Source excerpt:

⁂

FEATURES Nate Wooley, Sonic Explorer By Peter Margasak · September 26, 2016
Nate Wooley. Photo by Ziga Koritnik.

Trumpeter Nate Wooley admits there are moments when his far-flung musical activities make him feel a bit scattered. While he’s at the center of an expanding circle of daring musicians, including saxophonist Steve Lehman and percussionist Tyshawn Sorey, who thrive upon moving freely and rigorously through disparate traditions, Wooley’s voracious appetite for exploration stands apart. Although he grew up playing straight-ahead jazz in Portland, Oregon, since moving to New York in 2001, he’s fearlessly opened up his practice to include contemporary classical, experimental, and underground rock.

“Earlier this year I did a tour with Mats Gustafsson’s Fire Orchestra, came back for two days, and then played Eliane Radigue, and that was really tough,” Wooley says of the Swedish free jazz ensemble and austere French composer. “To go from smoke machines, multi-colored lights, and a screaming big band, to being a guy in a room playing as soft as possible in two days was tricky.” Those aren’t the only stylistic poles reflected in Wooley’s work these days; by remaining true to his aesthetic, leapfrogging between various contexts, Wooley has emerged as one of America’s most exciting and inveterate sonic explorers.

He wouldn’t have it any other way. “In some way I get this fantasy, in my darkest periods, where I’m like, ‘Well, maybe it would be easier if I just made these kinds of records and people would be able to attach a sound to my name and maybe I could play some more gigs or get a little more notoriety,” he says. “But then I can step back and go, ‘Yeah, you’d be miserable. So now you get to play 150 days a year but it’s 150 days of that one thing. And I’m not built to do that. And luckily, by sticking to my guns, I feel like my brand or the way people view me is through the lens of, ‘He does different stuff all the time.’”

⁂

Task to complete: Condense the paragraph of the Wooley profile beginning "Trumpeter Nate Wooley admits" into a shorter version that keeps its main facts. Work only from the profile of Nate Wooley above.

Data section:

⁂

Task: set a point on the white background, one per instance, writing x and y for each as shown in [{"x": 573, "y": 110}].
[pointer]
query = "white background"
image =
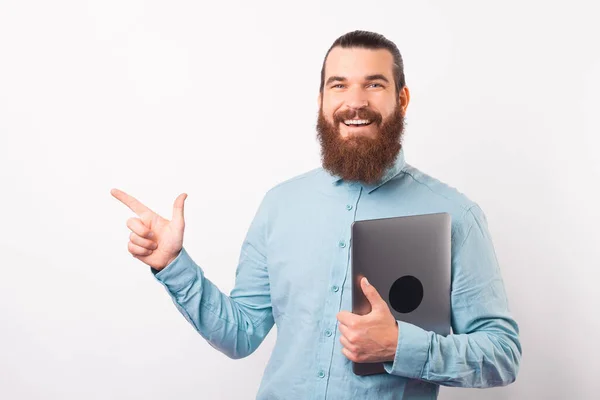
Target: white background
[{"x": 219, "y": 100}]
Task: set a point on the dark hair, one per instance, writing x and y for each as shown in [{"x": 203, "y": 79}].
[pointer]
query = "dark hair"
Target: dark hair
[{"x": 373, "y": 41}]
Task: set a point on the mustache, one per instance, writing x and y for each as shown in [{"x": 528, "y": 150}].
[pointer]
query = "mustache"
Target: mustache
[{"x": 361, "y": 113}]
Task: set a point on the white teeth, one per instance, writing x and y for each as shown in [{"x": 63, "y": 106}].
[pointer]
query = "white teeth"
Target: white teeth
[{"x": 357, "y": 122}]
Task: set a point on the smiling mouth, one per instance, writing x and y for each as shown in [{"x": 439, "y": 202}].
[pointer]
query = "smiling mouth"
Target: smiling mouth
[{"x": 357, "y": 123}]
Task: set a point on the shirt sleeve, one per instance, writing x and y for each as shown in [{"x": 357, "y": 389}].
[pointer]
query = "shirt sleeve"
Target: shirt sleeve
[
  {"x": 236, "y": 324},
  {"x": 484, "y": 349}
]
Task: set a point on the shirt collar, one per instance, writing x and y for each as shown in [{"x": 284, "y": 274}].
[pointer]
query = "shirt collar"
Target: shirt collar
[{"x": 391, "y": 172}]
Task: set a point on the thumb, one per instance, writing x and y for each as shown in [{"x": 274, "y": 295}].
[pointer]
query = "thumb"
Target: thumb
[
  {"x": 372, "y": 295},
  {"x": 178, "y": 210}
]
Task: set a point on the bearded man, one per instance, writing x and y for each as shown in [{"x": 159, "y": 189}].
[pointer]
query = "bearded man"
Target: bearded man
[{"x": 293, "y": 269}]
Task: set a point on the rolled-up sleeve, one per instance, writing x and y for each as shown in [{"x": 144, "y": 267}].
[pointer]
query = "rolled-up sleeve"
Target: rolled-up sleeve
[{"x": 484, "y": 349}]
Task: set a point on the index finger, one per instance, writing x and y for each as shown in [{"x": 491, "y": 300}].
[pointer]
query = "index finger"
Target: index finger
[{"x": 130, "y": 202}]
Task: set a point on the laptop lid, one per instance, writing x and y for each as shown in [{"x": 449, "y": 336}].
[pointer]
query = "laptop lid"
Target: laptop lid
[{"x": 407, "y": 259}]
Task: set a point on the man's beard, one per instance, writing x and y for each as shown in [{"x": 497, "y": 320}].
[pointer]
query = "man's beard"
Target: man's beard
[{"x": 358, "y": 157}]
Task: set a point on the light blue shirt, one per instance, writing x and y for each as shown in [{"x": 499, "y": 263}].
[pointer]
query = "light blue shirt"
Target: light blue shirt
[{"x": 294, "y": 271}]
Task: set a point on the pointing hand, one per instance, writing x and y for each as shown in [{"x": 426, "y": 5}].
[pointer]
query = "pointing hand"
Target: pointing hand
[{"x": 154, "y": 240}]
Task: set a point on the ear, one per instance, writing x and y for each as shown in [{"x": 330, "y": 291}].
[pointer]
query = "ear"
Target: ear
[{"x": 404, "y": 99}]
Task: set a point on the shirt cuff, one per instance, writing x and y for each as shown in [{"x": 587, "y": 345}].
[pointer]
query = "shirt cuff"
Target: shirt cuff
[
  {"x": 179, "y": 273},
  {"x": 411, "y": 352}
]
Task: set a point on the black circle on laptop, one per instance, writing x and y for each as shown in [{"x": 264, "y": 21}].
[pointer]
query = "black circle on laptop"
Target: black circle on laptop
[{"x": 406, "y": 294}]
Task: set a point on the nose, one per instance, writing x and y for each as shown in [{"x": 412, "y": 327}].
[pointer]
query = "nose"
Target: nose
[{"x": 357, "y": 99}]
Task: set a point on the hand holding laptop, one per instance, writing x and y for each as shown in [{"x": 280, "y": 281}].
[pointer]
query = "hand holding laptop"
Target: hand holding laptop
[{"x": 371, "y": 337}]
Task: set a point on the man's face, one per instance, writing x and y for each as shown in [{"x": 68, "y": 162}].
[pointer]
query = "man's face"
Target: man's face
[{"x": 361, "y": 117}]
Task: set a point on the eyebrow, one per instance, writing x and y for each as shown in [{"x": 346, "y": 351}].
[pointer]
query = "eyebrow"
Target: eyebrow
[{"x": 368, "y": 78}]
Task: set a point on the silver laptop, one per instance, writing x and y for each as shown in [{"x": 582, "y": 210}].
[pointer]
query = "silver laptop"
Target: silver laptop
[{"x": 407, "y": 259}]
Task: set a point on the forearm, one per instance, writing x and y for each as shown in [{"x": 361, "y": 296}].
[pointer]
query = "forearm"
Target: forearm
[
  {"x": 487, "y": 357},
  {"x": 228, "y": 324}
]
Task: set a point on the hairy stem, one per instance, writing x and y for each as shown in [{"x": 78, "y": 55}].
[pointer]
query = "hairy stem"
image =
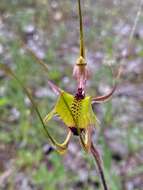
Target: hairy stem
[
  {"x": 99, "y": 165},
  {"x": 82, "y": 48}
]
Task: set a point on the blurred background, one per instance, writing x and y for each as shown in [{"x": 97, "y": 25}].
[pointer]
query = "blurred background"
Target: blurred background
[{"x": 50, "y": 29}]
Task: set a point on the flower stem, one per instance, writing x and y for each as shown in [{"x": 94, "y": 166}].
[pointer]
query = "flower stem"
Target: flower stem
[
  {"x": 82, "y": 48},
  {"x": 98, "y": 162}
]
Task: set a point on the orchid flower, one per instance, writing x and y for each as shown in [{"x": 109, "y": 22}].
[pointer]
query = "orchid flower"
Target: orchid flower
[{"x": 74, "y": 110}]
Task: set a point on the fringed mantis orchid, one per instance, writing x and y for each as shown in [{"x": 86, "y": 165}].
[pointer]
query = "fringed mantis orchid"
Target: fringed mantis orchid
[{"x": 74, "y": 110}]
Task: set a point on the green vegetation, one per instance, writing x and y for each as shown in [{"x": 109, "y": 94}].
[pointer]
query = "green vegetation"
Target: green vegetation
[{"x": 50, "y": 28}]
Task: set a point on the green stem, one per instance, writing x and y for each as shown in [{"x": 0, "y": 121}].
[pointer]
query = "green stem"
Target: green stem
[{"x": 82, "y": 48}]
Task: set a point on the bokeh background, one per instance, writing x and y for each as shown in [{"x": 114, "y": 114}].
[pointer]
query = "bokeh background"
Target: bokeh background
[{"x": 50, "y": 29}]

⁂

Answer to the exercise: Trumpeter Nate Wooley says his wide-ranging musical work sometimes leaves him feeling scattered. He is central to a growing circle of daring musicians, including saxophonist Steve Lehman and percussionist Tyshawn Sorey, who move freely and rigorously across traditions. Even so, his hunger for exploration sets him apart. He grew up playing straight-ahead jazz in Portland, Oregon. Since moving to New York in 2001, he has branched into contemporary classical, experimental music, and underground rock.